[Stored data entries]
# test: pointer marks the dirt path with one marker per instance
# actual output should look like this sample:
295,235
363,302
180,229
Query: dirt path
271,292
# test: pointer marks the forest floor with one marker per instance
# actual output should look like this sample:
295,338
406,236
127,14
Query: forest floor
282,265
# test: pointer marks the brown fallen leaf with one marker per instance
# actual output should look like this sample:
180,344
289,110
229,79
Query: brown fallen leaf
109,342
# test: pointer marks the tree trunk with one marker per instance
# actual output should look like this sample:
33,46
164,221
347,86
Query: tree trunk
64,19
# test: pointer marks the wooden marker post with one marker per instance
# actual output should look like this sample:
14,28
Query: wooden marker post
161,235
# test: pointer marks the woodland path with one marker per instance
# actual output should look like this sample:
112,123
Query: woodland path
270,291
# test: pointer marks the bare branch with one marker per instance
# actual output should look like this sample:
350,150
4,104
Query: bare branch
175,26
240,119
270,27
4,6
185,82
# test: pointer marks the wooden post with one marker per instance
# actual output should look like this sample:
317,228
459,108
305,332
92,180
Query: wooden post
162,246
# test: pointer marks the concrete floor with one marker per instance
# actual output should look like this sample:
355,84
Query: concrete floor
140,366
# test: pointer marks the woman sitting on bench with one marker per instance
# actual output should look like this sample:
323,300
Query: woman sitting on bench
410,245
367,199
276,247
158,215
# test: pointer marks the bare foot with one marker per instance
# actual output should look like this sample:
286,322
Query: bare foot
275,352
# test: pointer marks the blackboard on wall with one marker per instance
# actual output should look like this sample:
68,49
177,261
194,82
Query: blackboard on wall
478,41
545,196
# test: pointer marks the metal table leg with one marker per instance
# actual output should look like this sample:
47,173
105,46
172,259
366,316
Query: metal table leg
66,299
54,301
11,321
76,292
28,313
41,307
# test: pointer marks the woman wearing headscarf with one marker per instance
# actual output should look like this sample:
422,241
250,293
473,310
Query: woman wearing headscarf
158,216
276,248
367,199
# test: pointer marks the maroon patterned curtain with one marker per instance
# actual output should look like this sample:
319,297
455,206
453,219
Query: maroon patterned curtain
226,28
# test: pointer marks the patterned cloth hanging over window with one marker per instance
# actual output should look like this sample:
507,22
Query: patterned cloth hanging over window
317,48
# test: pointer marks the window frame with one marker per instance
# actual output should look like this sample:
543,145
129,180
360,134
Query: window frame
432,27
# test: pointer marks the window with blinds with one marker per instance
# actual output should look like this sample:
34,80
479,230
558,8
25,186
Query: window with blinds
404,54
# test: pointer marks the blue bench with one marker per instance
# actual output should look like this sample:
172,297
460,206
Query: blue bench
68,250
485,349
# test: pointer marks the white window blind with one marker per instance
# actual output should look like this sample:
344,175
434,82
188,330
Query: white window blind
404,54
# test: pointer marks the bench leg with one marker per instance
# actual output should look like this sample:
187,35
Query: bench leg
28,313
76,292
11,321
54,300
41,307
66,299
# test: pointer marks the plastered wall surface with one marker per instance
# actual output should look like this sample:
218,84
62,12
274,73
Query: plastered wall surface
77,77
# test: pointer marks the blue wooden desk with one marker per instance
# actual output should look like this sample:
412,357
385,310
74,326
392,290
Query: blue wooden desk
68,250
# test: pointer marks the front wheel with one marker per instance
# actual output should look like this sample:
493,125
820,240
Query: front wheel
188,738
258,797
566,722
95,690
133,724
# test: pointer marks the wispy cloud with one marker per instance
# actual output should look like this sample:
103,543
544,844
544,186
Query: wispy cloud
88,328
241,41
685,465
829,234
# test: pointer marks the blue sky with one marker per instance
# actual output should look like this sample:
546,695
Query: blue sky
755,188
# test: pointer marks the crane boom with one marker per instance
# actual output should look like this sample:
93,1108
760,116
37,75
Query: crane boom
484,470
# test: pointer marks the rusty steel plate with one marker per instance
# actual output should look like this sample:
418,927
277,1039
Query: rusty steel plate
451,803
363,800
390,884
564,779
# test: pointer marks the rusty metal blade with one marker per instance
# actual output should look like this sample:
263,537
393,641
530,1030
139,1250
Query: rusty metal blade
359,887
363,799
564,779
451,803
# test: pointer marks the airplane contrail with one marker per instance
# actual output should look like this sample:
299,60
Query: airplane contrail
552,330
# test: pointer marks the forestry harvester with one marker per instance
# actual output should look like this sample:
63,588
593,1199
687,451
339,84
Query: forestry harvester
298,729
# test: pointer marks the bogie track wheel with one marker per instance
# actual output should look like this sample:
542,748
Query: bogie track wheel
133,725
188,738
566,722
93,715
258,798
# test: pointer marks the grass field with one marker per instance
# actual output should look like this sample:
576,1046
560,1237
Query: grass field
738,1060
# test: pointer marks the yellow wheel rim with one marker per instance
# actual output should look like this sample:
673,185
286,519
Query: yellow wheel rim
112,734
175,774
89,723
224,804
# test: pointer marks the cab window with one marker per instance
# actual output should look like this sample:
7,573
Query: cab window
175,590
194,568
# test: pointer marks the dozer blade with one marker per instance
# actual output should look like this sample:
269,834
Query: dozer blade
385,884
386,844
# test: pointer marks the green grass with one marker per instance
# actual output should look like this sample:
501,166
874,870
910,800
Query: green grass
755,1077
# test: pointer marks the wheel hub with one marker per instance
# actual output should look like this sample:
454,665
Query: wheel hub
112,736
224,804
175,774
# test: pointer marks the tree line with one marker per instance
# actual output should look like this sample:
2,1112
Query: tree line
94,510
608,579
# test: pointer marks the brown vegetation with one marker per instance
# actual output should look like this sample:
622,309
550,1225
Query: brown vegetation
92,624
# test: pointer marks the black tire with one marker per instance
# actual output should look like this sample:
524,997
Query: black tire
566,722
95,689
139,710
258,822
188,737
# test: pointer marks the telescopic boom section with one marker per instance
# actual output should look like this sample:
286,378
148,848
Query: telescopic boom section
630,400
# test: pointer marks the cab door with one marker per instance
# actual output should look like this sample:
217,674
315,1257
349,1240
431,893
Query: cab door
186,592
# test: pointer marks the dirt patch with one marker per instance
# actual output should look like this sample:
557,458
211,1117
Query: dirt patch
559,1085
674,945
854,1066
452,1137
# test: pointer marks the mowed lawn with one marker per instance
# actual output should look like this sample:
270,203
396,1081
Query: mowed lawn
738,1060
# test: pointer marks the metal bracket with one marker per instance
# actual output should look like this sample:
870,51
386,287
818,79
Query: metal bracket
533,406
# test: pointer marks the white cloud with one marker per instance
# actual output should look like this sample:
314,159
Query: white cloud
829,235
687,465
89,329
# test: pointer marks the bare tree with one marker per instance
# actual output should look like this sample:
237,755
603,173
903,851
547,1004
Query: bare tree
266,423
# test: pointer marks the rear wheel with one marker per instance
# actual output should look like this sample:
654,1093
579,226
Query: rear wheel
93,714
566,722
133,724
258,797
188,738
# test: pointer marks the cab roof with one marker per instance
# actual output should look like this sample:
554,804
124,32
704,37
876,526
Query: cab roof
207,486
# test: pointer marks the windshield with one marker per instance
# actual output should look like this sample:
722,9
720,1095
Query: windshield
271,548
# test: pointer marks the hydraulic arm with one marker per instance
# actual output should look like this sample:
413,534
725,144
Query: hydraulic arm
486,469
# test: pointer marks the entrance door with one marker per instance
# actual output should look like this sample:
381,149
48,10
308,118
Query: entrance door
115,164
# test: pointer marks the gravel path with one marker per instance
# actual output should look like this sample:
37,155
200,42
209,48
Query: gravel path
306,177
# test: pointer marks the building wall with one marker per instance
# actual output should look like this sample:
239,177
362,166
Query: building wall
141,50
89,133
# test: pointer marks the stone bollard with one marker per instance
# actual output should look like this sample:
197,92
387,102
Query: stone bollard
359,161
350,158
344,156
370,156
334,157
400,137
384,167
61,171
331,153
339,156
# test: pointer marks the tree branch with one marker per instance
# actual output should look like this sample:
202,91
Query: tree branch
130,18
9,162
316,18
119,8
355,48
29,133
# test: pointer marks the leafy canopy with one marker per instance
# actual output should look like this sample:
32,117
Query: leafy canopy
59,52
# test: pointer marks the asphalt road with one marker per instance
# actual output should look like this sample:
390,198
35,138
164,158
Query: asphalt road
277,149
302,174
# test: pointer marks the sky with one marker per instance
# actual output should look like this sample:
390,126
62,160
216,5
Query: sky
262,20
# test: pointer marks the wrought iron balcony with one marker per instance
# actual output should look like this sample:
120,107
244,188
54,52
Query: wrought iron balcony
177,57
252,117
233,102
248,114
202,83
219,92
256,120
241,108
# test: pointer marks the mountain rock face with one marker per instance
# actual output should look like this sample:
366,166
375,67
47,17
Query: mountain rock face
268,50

#### Directions for this task:
Could you set down exactly the lines above, from the one containing "Query: stone bollard" through the last, including both and nothing else?

#### Answer to this exercise:
Query: stone bollard
359,161
350,158
344,156
370,156
334,157
400,137
384,167
61,171
331,153
339,156
# test: pointer marks the tree branch with one marker per instance
# actual output should look like this sample:
202,91
Query: tree branch
130,18
9,162
316,18
119,8
355,48
29,133
# test: pointer marks the leafy canopy with one marker per instance
# actual output should look like this sample:
32,117
Query: leafy canopy
59,52
# test: pointer marks the asphalt road with one marker per instance
# actual output should look like this sample:
390,198
35,138
164,158
Query: asphalt road
277,149
302,174
# test: pointer marks the sky with one marker per instance
# actual output should look like this sample:
390,126
62,160
216,5
Query: sky
262,20
# test: pointer marks the wrought iron balcony with one marker per instance
# actual output should look like this sample:
120,107
244,188
54,52
Query: wrought iron balcony
177,57
252,117
233,102
248,114
202,83
219,92
256,120
241,108
# test: pointer marks the mountain rock face with one marker per instance
# actual output should look like this sample:
366,166
375,67
47,17
Query: mountain rock face
268,50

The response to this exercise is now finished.